*Task brief*. Copy the records below line for line, with no changes, and leave the pictures out of your answer.

##### Record list

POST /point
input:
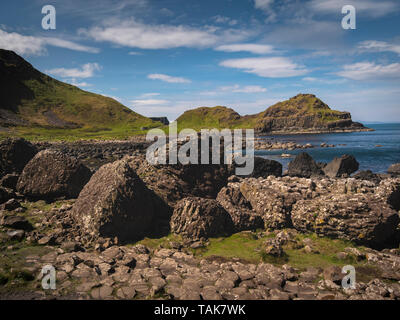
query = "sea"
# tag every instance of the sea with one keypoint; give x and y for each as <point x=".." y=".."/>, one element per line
<point x="374" y="150"/>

##########

*Solution to this task*.
POST /point
input:
query = "sea"
# tag every instance of the sea with one keypoint; give x and y for each as <point x=".." y=".."/>, one element per line
<point x="374" y="150"/>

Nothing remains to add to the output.